Yönerge 1 >>
Aşağıdaki üç ifadenin kaynak metinle uyuşup uyuşmadığını belirtiniz. Her biri için evet ya da hayır deyip karara esas olan sözcükleri metinden aynen aktarınız: (a) Yazar, Vizyon-2023 Projesini koordine etmiştir. (b) Yazar, AB nezdindeki müzakere ekibinde ODTÜ Kuzey Kıbrıs Kampüsündeki görevi kapsamında yer almıştır. (c) Yazar, sözü edilen çalışmalardan keyif almamıştır.
Yönerge 2 >>
Kaynak metne göre yazar, üniversite giriş aşamasındaki yakınlarına makina mühendisliğini hangi gerekçeyle tavsiye etmektedir? Bir ile üç cümle arasında açıklayınız.

Kaynak Metin >>
TÜBİTAK’taki görevim kapsamında Türkiye’nin AB Altıncı Çerçeve Programlarına katılımının AB nezdinde müzakere ekibinde yer almak, Teknoloji Öngörüsü ve Bilim ve Teknoloji Politikası oluşturma sürecinde Vizyon-2023 Projesini koordine etmek, ODTÜ Kuzey Kıbrıs Kampüsündeki görevim çerçevesinde bütçe ve çeşitli yönetmelik ve yönergeleri hazırlamak gibi çalışmaları hep Makina Mühendisliği eğitiminde kazandığım bilgi ve becerilerle yürüttüm. Aklımda kalan diğer ilgi alanlarıma hitap ettiğinden olsa gerek, son derece de keyif aldım. Üniversite giriş aşamasındaki yakınlarıma hep bu örnekleri vererek, şu an olgunlaşmış bir tercihleri yoksa ileride eğilimlerine göre tekrar seçim şanslarının olacağı makina mühendisliği tavsiyesinde bulunmuşumdur.
ODTÜ Makina Mühendisliği Bölümündeki eğitim hayatınızdan, sizde etkileri olan olaylar ve kişilerden, akademisyen olmaya nasıl karar verdiğinizden de bahseder misiniz?

Sağlanan Malzeme >>
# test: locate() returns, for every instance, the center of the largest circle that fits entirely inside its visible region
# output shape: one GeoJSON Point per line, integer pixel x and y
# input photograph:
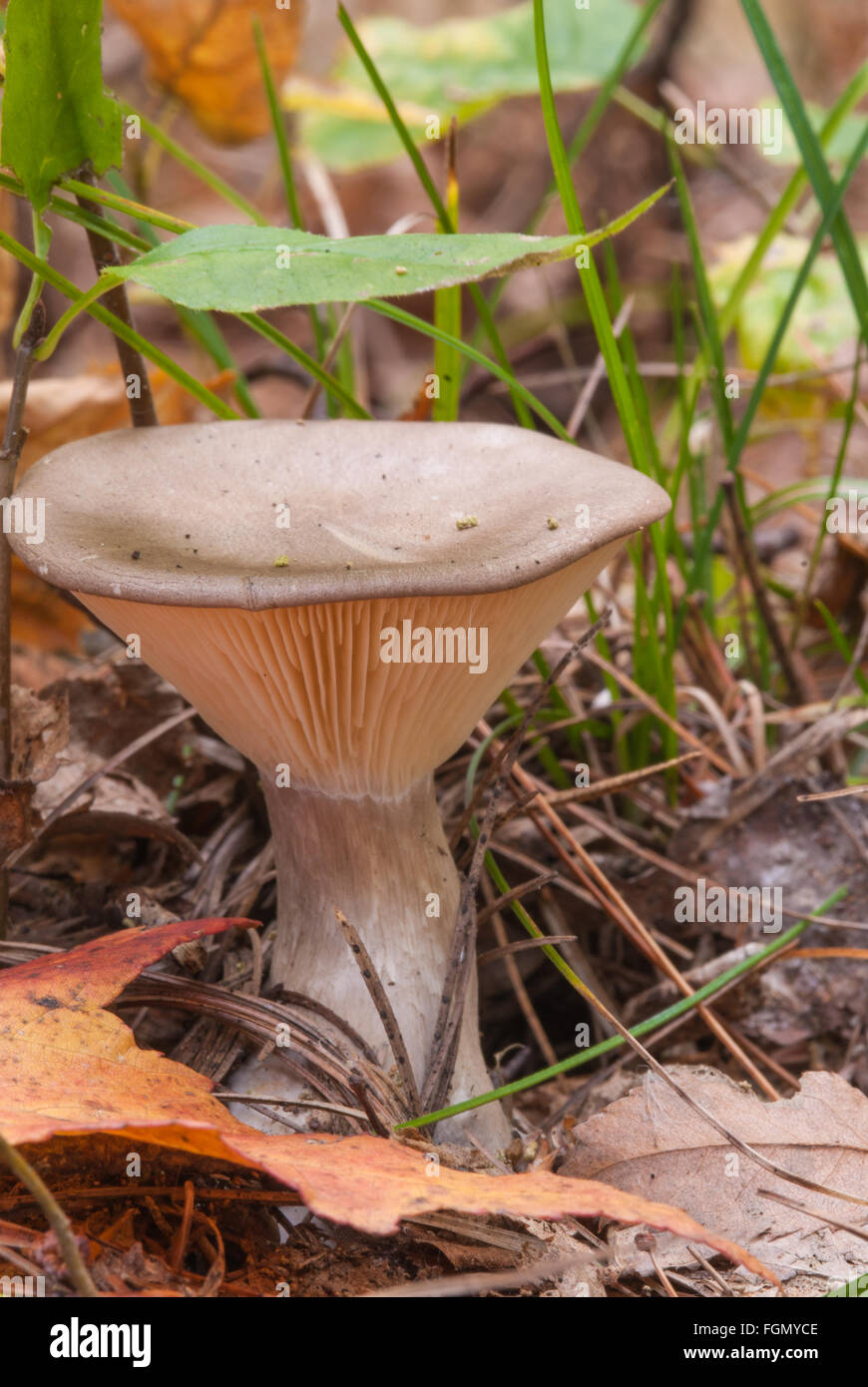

Çözüm 1 >>
(a) Evet: "Vizyon-2023 Projesini koordine etmek"
(b) Hayır: "TÜBİTAK’taki görevim kapsamında Türkiye’nin AB Altıncı Çerçeve Programlarına katılımının AB nezdinde müzakere ekibinde yer almak"
(c) Hayır: "son derece de keyif aldım"

Çözüm 2 >>
Yazar, henüz olgunlaşmış bir tercihi olmayan yakınlarına makina mühendisliğini tavsiye etmektedir. Gerekçesi, bu alanda ileride eğilimlerine göre yeniden seçim yapma şanslarının olacağıdır. Bu görüşünü, farklı görevlerini makina mühendisliği eğitiminde kazandığı bilgi ve becerilerle yürüttüğü örneklere dayandırmaktadır.